(Dataset entries)
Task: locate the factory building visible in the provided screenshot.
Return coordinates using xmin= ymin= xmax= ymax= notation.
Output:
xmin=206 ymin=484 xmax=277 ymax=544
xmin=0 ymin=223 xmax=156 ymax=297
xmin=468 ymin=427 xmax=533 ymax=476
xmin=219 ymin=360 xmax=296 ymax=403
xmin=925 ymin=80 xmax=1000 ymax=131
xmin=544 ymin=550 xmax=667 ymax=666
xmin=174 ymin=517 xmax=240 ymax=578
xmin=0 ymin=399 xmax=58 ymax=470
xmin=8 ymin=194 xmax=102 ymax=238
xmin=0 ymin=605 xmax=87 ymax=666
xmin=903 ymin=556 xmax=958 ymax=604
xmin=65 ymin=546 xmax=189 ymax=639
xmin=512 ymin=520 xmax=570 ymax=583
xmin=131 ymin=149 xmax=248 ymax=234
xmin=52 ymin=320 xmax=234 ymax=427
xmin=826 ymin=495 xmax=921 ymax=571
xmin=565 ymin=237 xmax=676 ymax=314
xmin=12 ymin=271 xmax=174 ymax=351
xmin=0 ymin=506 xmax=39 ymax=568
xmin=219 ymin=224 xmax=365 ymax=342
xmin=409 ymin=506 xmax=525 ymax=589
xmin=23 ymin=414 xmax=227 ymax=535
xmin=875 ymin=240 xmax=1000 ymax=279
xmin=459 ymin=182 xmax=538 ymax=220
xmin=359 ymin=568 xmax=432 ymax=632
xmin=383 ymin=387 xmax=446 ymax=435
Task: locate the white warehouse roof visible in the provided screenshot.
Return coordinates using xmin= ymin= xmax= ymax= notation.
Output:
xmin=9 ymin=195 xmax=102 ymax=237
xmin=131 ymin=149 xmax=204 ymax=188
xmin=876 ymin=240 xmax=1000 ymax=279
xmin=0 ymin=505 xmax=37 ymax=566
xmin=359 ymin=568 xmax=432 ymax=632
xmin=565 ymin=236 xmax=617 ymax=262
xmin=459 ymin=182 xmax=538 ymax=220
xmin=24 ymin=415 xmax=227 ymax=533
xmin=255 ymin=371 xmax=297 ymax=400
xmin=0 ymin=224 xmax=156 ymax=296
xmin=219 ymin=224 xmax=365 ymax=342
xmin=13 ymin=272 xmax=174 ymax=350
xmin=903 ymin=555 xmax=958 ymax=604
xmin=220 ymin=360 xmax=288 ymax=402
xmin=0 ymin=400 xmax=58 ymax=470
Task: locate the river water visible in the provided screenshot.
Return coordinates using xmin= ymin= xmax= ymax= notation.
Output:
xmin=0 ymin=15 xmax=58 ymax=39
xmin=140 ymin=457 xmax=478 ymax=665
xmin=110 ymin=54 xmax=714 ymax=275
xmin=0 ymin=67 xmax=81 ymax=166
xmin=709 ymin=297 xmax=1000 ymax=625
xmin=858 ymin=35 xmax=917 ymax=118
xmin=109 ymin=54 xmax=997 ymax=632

== Assignment ==
Repeat all of the data exactly. Include every line.

== Answer to the exercise ==
Task: locate the factory building visible in the provided screenshot.
Return coordinates using xmin= ymin= xmax= ymax= notation.
Output:
xmin=206 ymin=484 xmax=277 ymax=544
xmin=0 ymin=223 xmax=156 ymax=297
xmin=468 ymin=427 xmax=533 ymax=476
xmin=219 ymin=360 xmax=296 ymax=403
xmin=925 ymin=80 xmax=1000 ymax=131
xmin=544 ymin=550 xmax=667 ymax=666
xmin=174 ymin=517 xmax=240 ymax=578
xmin=0 ymin=399 xmax=58 ymax=470
xmin=8 ymin=194 xmax=102 ymax=238
xmin=0 ymin=605 xmax=87 ymax=666
xmin=903 ymin=556 xmax=958 ymax=604
xmin=65 ymin=546 xmax=189 ymax=639
xmin=512 ymin=520 xmax=570 ymax=583
xmin=131 ymin=149 xmax=248 ymax=234
xmin=52 ymin=320 xmax=234 ymax=427
xmin=826 ymin=495 xmax=921 ymax=571
xmin=565 ymin=237 xmax=676 ymax=314
xmin=12 ymin=271 xmax=174 ymax=351
xmin=0 ymin=506 xmax=39 ymax=568
xmin=219 ymin=224 xmax=365 ymax=342
xmin=409 ymin=506 xmax=525 ymax=589
xmin=23 ymin=414 xmax=227 ymax=535
xmin=875 ymin=240 xmax=1000 ymax=279
xmin=459 ymin=182 xmax=538 ymax=220
xmin=359 ymin=568 xmax=432 ymax=632
xmin=383 ymin=387 xmax=446 ymax=435
Task: locate the white warehouse roof visible in the provided screenshot.
Return coordinates using xmin= ymin= xmax= ymax= notation.
Output:
xmin=9 ymin=195 xmax=102 ymax=237
xmin=131 ymin=149 xmax=204 ymax=188
xmin=876 ymin=240 xmax=1000 ymax=279
xmin=0 ymin=505 xmax=37 ymax=566
xmin=359 ymin=568 xmax=432 ymax=632
xmin=565 ymin=236 xmax=617 ymax=262
xmin=459 ymin=182 xmax=538 ymax=220
xmin=24 ymin=415 xmax=227 ymax=533
xmin=255 ymin=371 xmax=297 ymax=400
xmin=0 ymin=224 xmax=156 ymax=296
xmin=219 ymin=224 xmax=365 ymax=342
xmin=13 ymin=272 xmax=174 ymax=350
xmin=903 ymin=555 xmax=958 ymax=604
xmin=220 ymin=360 xmax=288 ymax=402
xmin=0 ymin=400 xmax=58 ymax=470
Task: locate the river water visible in the provided screenshot.
Return coordinates using xmin= ymin= xmax= ymax= notation.
Output:
xmin=0 ymin=15 xmax=58 ymax=39
xmin=140 ymin=457 xmax=478 ymax=665
xmin=110 ymin=54 xmax=714 ymax=275
xmin=0 ymin=67 xmax=81 ymax=166
xmin=709 ymin=297 xmax=1000 ymax=625
xmin=858 ymin=35 xmax=917 ymax=118
xmin=109 ymin=54 xmax=997 ymax=632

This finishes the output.